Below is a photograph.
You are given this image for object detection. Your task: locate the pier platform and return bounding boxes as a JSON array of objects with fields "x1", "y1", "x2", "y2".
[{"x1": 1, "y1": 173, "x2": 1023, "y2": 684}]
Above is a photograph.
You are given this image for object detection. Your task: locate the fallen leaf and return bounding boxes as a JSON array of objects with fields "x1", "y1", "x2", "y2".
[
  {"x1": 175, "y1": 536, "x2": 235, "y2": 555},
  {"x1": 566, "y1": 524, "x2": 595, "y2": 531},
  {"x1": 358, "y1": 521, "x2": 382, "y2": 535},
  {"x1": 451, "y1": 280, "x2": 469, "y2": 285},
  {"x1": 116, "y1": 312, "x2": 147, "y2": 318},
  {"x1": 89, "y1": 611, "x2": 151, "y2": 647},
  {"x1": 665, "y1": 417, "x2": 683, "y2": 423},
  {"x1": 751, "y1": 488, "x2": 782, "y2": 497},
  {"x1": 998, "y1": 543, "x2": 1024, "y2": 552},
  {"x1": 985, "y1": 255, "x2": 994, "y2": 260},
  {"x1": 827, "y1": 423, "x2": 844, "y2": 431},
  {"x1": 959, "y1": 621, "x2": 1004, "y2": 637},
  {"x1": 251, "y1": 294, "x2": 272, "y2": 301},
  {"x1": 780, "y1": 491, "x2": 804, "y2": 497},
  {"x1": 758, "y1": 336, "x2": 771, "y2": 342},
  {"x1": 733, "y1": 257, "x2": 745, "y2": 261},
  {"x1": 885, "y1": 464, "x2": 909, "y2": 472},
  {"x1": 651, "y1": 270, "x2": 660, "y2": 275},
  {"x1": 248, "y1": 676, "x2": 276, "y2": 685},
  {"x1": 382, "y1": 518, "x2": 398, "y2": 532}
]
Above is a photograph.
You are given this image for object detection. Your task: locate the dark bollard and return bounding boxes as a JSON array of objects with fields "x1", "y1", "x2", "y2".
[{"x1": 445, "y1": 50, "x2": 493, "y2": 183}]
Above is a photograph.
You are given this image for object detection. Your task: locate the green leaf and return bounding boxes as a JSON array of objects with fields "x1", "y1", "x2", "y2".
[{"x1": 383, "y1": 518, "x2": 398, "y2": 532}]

● Assignment:
Write the whole of the material out again, exactly.

● Exercise result:
Below is a photograph.
You are given this image for object detection. Your task: locate the pier platform and return bounding boxes as a JSON array of objects with fields "x1", "y1", "x2", "y2".
[{"x1": 1, "y1": 173, "x2": 1023, "y2": 684}]
Above is a photograph.
You are given this image for object detection. Your task: locate the fallen leaf and return bounding boxes as a JSON array of objects with fields "x1", "y1", "x2", "y2".
[
  {"x1": 175, "y1": 536, "x2": 235, "y2": 555},
  {"x1": 566, "y1": 524, "x2": 595, "y2": 531},
  {"x1": 358, "y1": 521, "x2": 382, "y2": 535},
  {"x1": 451, "y1": 280, "x2": 469, "y2": 285},
  {"x1": 116, "y1": 312, "x2": 147, "y2": 318},
  {"x1": 89, "y1": 611, "x2": 151, "y2": 647},
  {"x1": 665, "y1": 417, "x2": 683, "y2": 423},
  {"x1": 751, "y1": 488, "x2": 782, "y2": 497},
  {"x1": 998, "y1": 543, "x2": 1024, "y2": 552},
  {"x1": 985, "y1": 255, "x2": 994, "y2": 260},
  {"x1": 827, "y1": 423, "x2": 844, "y2": 431},
  {"x1": 959, "y1": 621, "x2": 1004, "y2": 637},
  {"x1": 251, "y1": 294, "x2": 272, "y2": 301},
  {"x1": 780, "y1": 491, "x2": 804, "y2": 497},
  {"x1": 758, "y1": 336, "x2": 771, "y2": 342},
  {"x1": 733, "y1": 257, "x2": 745, "y2": 261},
  {"x1": 885, "y1": 464, "x2": 909, "y2": 472},
  {"x1": 651, "y1": 270, "x2": 660, "y2": 275},
  {"x1": 248, "y1": 676, "x2": 276, "y2": 685},
  {"x1": 382, "y1": 518, "x2": 398, "y2": 532}
]
Above is a photograph.
You are given this image for object detection. Your task: locate the dark bollard and return bounding boxes as a JSON array of objects with fields "x1", "y1", "x2", "y2".
[{"x1": 445, "y1": 50, "x2": 493, "y2": 183}]
Above is a photograph.
You are given this image for object detection. Your task: locate the green leaf and return bounding boxes as a JSON array of objects with fields "x1", "y1", "x2", "y2".
[{"x1": 383, "y1": 518, "x2": 398, "y2": 532}]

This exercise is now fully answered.